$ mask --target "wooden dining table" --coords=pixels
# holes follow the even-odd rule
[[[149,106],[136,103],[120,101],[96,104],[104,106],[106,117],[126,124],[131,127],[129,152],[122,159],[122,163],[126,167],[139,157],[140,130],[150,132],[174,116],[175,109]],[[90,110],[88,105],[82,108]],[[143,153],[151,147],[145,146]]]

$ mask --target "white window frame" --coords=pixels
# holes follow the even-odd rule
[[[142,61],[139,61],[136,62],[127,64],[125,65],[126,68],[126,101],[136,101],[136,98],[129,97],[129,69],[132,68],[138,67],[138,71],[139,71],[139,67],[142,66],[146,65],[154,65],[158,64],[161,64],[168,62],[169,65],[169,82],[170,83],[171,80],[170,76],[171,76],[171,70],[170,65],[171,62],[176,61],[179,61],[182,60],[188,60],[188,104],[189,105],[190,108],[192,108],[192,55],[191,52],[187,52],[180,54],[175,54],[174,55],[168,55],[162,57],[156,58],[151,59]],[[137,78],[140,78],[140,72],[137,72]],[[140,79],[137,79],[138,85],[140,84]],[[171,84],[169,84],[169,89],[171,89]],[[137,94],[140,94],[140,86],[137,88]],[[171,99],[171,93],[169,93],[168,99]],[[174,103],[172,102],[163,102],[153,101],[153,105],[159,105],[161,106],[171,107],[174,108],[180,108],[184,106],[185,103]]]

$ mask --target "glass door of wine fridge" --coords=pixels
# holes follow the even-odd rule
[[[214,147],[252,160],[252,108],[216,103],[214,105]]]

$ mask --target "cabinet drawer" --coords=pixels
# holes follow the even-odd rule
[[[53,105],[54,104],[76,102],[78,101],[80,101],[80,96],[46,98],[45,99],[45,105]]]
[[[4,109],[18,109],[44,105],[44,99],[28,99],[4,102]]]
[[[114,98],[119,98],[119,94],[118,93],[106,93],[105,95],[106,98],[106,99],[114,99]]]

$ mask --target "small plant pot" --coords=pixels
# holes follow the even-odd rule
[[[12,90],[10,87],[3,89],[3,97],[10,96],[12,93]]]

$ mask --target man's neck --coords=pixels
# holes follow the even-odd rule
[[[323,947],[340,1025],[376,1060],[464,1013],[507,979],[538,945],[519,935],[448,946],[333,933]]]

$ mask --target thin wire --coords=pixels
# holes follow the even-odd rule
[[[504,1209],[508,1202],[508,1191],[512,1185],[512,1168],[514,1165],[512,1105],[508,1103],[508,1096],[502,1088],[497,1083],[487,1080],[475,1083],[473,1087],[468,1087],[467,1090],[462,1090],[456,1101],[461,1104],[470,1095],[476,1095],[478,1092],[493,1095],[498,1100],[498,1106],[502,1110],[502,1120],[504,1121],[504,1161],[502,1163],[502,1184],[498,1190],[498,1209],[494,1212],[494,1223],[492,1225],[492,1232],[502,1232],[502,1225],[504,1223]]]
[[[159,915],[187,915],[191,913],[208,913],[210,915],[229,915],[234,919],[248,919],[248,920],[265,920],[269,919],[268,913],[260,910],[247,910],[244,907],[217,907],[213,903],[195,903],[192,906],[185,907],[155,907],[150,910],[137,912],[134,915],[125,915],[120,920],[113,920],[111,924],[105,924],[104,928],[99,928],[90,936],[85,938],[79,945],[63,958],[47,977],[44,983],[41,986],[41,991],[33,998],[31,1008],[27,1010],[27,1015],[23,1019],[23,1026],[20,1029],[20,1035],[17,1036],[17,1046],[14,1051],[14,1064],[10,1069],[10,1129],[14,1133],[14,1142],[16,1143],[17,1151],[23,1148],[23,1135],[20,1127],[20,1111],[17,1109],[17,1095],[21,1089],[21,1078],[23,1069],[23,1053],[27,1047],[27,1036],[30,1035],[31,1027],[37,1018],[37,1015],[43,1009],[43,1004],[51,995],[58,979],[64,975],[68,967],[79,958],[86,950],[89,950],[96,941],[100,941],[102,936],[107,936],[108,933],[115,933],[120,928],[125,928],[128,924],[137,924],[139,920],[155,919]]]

### What you should do
Retype all of the data shown above, word for word.

### Output of the task
$ mask --target "wooden dining table" --coords=pixels
# holes follow the even-odd rule
[[[149,106],[136,103],[120,101],[96,104],[104,106],[106,117],[126,124],[131,127],[129,152],[122,159],[122,163],[126,167],[139,157],[140,130],[150,132],[174,116],[175,109]],[[90,110],[88,105],[82,108]],[[143,153],[151,147],[145,146]]]

$ mask --target "white window frame" --coords=pixels
# holes follow the even-odd rule
[[[142,61],[139,61],[136,62],[127,64],[125,65],[126,68],[126,101],[136,101],[136,98],[129,97],[129,69],[132,68],[138,67],[138,71],[139,71],[139,67],[142,66],[146,65],[154,65],[158,64],[161,64],[168,62],[169,65],[169,82],[170,83],[171,80],[170,76],[171,76],[171,70],[170,65],[171,62],[176,61],[179,61],[182,60],[188,60],[188,104],[189,105],[190,108],[192,108],[192,55],[191,52],[187,52],[180,54],[175,54],[174,55],[168,55],[162,57],[156,58],[151,59]],[[137,78],[140,78],[140,72],[137,72]],[[140,79],[137,79],[138,85],[140,84]],[[171,84],[169,84],[169,89],[171,89]],[[137,94],[140,94],[140,86],[137,88]],[[171,99],[171,93],[169,93],[168,99]],[[174,103],[172,102],[163,102],[153,101],[153,105],[159,105],[161,106],[171,107],[174,108],[180,108],[184,106],[185,103]]]

$ mask --target "glass door of wine fridge" --coords=pixels
# holes follow the even-odd rule
[[[214,147],[252,160],[252,108],[216,103],[214,105]]]

$ mask --target "cabinet drawer" --coords=pixels
# holes follow the even-odd rule
[[[53,105],[54,104],[76,102],[78,101],[80,101],[80,96],[46,98],[45,99],[45,105]]]
[[[4,109],[18,109],[44,105],[44,99],[28,99],[4,102]]]
[[[114,98],[119,98],[119,94],[118,93],[106,93],[105,95],[106,98],[106,99],[114,99]]]

$ mask --target "small plant pot" --coords=pixels
# holes follow the even-odd rule
[[[12,90],[10,87],[3,89],[3,97],[10,96],[12,93]]]

$ mask --target man's neck --coords=pixels
# holes follow the even-odd rule
[[[323,947],[340,1025],[376,1060],[464,1013],[507,979],[538,945],[519,935],[448,946],[333,933]]]

$ mask --target thin wire --coords=pixels
# holes follow the even-odd rule
[[[504,1209],[508,1202],[508,1191],[512,1185],[512,1168],[514,1165],[512,1105],[508,1103],[508,1096],[502,1088],[497,1083],[487,1080],[475,1083],[473,1087],[468,1087],[467,1090],[462,1090],[456,1101],[461,1104],[470,1095],[476,1095],[478,1092],[493,1095],[498,1100],[498,1106],[502,1110],[502,1120],[504,1121],[504,1161],[502,1163],[502,1184],[498,1190],[498,1209],[494,1212],[494,1223],[492,1225],[492,1232],[502,1232],[502,1225],[504,1223]]]
[[[159,915],[187,915],[191,913],[208,913],[210,915],[229,915],[234,919],[248,919],[248,920],[265,920],[269,919],[268,913],[260,910],[247,910],[244,907],[217,907],[213,903],[195,903],[192,906],[185,907],[155,907],[150,910],[137,912],[134,915],[125,915],[120,920],[113,920],[111,924],[105,924],[104,928],[99,928],[90,936],[85,938],[79,945],[63,958],[47,977],[44,983],[41,986],[41,991],[33,998],[31,1008],[27,1010],[27,1015],[23,1019],[23,1026],[20,1029],[20,1035],[17,1036],[17,1046],[14,1051],[14,1064],[10,1069],[10,1129],[14,1133],[14,1142],[16,1143],[17,1151],[23,1148],[23,1135],[20,1127],[20,1111],[17,1109],[17,1095],[21,1089],[21,1078],[23,1069],[23,1053],[27,1047],[27,1036],[30,1035],[31,1027],[37,1018],[37,1015],[43,1009],[43,1004],[51,995],[58,979],[64,975],[68,967],[79,958],[86,950],[89,950],[96,941],[100,941],[102,936],[107,936],[108,933],[115,933],[120,928],[125,928],[128,924],[137,924],[139,920],[155,919]]]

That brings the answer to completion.